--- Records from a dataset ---
***
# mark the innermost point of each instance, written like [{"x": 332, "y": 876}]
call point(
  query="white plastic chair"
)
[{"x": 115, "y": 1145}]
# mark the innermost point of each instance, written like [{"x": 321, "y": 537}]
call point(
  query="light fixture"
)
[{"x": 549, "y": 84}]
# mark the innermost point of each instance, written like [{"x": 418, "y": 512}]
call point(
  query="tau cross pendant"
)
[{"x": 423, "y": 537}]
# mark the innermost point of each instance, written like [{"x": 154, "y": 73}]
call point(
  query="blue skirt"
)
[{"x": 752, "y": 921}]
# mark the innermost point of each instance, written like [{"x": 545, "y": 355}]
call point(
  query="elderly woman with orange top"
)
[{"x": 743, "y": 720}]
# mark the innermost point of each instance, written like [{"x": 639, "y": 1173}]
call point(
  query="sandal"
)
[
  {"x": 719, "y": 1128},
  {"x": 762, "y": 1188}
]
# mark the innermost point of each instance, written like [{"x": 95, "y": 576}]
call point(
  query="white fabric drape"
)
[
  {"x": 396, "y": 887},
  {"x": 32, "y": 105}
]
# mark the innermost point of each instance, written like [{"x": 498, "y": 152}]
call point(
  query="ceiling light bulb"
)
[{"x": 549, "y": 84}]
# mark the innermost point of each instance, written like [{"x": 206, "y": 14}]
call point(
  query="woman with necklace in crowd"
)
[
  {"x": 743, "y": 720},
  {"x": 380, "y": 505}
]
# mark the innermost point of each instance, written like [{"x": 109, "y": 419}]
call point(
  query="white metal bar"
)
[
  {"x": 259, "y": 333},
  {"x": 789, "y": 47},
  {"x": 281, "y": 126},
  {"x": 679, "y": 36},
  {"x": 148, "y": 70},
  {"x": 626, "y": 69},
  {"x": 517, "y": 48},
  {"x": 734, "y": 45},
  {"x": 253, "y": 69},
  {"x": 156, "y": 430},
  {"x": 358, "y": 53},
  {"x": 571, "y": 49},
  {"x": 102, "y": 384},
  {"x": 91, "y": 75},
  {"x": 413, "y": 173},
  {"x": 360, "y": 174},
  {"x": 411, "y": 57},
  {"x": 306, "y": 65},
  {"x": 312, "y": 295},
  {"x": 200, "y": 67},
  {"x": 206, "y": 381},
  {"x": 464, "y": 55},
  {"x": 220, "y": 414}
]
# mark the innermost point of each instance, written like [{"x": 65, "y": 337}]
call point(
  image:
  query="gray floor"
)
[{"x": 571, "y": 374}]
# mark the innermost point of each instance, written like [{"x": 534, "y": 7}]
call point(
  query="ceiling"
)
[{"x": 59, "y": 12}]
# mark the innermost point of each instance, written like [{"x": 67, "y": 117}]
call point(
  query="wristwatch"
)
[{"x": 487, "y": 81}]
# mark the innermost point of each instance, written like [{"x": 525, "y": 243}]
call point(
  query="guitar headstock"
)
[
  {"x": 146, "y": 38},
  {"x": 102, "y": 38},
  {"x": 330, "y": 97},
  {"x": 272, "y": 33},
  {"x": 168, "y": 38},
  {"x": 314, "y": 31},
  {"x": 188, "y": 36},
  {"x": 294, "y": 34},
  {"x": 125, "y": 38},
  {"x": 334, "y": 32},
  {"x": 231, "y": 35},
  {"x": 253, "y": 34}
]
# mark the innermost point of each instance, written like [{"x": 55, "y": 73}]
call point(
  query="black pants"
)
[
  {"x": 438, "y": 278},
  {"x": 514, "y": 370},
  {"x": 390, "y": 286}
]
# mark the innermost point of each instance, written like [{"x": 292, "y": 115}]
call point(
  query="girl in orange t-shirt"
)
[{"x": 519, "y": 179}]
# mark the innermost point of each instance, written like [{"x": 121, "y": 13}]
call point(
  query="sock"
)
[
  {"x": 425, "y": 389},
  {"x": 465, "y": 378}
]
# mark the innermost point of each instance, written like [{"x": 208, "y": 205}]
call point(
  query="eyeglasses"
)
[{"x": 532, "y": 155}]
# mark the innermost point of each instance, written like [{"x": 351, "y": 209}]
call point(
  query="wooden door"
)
***
--- About this exercise ---
Your task is to restate every record word for word.

--- Solved problem ---
# mark the innermost point of each instance, written like [{"x": 332, "y": 876}]
call point(
  query="white plastic chair"
)
[{"x": 115, "y": 1145}]
# mark the innermost point of each instance, written like [{"x": 321, "y": 537}]
call point(
  query="light fixture"
)
[{"x": 549, "y": 84}]
# mark the innermost point of each instance, written like [{"x": 418, "y": 512}]
call point(
  query="tau cross pendant"
)
[{"x": 423, "y": 537}]
# mark the innermost point of each instance, written like [{"x": 154, "y": 73}]
call point(
  query="blue skirt"
)
[{"x": 752, "y": 921}]
# mark the innermost point of each instance, written like [{"x": 545, "y": 355}]
call point(
  query="elderly woman with orange top"
)
[{"x": 743, "y": 720}]
# mark the innermost point of each instance, written like [{"x": 639, "y": 1173}]
call point(
  query="sandal"
)
[
  {"x": 719, "y": 1128},
  {"x": 762, "y": 1188}
]
# mark the innermost point of each instance, written like [{"x": 95, "y": 576}]
call point(
  query="white fabric drape"
)
[
  {"x": 396, "y": 887},
  {"x": 32, "y": 105}
]
# mark the innermost point of each instance, written like [{"x": 498, "y": 152}]
call point(
  query="ceiling light bulb"
)
[{"x": 549, "y": 84}]
# mark the innermost point of each instance, written like [{"x": 206, "y": 14}]
call point(
  query="woman with necklace in crowd"
)
[
  {"x": 743, "y": 720},
  {"x": 380, "y": 505}
]
# mark the innermost point of each instance, written like [{"x": 109, "y": 419}]
call point(
  query="white metal bar"
)
[
  {"x": 259, "y": 333},
  {"x": 789, "y": 47},
  {"x": 281, "y": 126},
  {"x": 679, "y": 36},
  {"x": 148, "y": 70},
  {"x": 626, "y": 69},
  {"x": 517, "y": 48},
  {"x": 734, "y": 45},
  {"x": 253, "y": 69},
  {"x": 156, "y": 430},
  {"x": 358, "y": 53},
  {"x": 571, "y": 49},
  {"x": 102, "y": 384},
  {"x": 91, "y": 75},
  {"x": 413, "y": 173},
  {"x": 360, "y": 174},
  {"x": 411, "y": 57},
  {"x": 306, "y": 65},
  {"x": 312, "y": 295},
  {"x": 200, "y": 67},
  {"x": 206, "y": 381},
  {"x": 464, "y": 55},
  {"x": 220, "y": 414}
]
# mark the innermost point of each instance, written like [{"x": 65, "y": 337}]
call point(
  image:
  query="gray floor"
)
[{"x": 571, "y": 374}]
# mark the innermost point of each instance, written like [{"x": 534, "y": 7}]
call point(
  query="ceiling"
)
[{"x": 59, "y": 12}]
# mark the innermost point of each instance, written like [{"x": 67, "y": 117}]
call point(
  query="wristwatch"
)
[{"x": 487, "y": 81}]
# mark the innermost point of each instance, written like [{"x": 525, "y": 243}]
call point(
  query="guitar headstock"
)
[
  {"x": 146, "y": 38},
  {"x": 102, "y": 38},
  {"x": 330, "y": 97},
  {"x": 272, "y": 33},
  {"x": 168, "y": 38},
  {"x": 314, "y": 31},
  {"x": 188, "y": 36},
  {"x": 294, "y": 34},
  {"x": 125, "y": 38},
  {"x": 334, "y": 32},
  {"x": 231, "y": 35},
  {"x": 253, "y": 34}
]
# mark the innermost point of each instance, written like [{"x": 55, "y": 73}]
call point(
  query="black pants"
)
[
  {"x": 438, "y": 278},
  {"x": 514, "y": 370},
  {"x": 390, "y": 286}
]
# mark the innermost point of each instance, written like [{"x": 292, "y": 115}]
call point(
  query="girl in orange t-shirt"
)
[{"x": 519, "y": 179}]
# mark the innermost point of each instance, written like [{"x": 121, "y": 13}]
call point(
  query="sock"
)
[
  {"x": 425, "y": 389},
  {"x": 465, "y": 378}
]
# mark the innermost point of each instance, written like [{"x": 208, "y": 205}]
call point(
  query="eyeglasses"
)
[{"x": 532, "y": 155}]
# mark the innermost point of each instance, written like [{"x": 351, "y": 209}]
call point(
  query="wooden door"
)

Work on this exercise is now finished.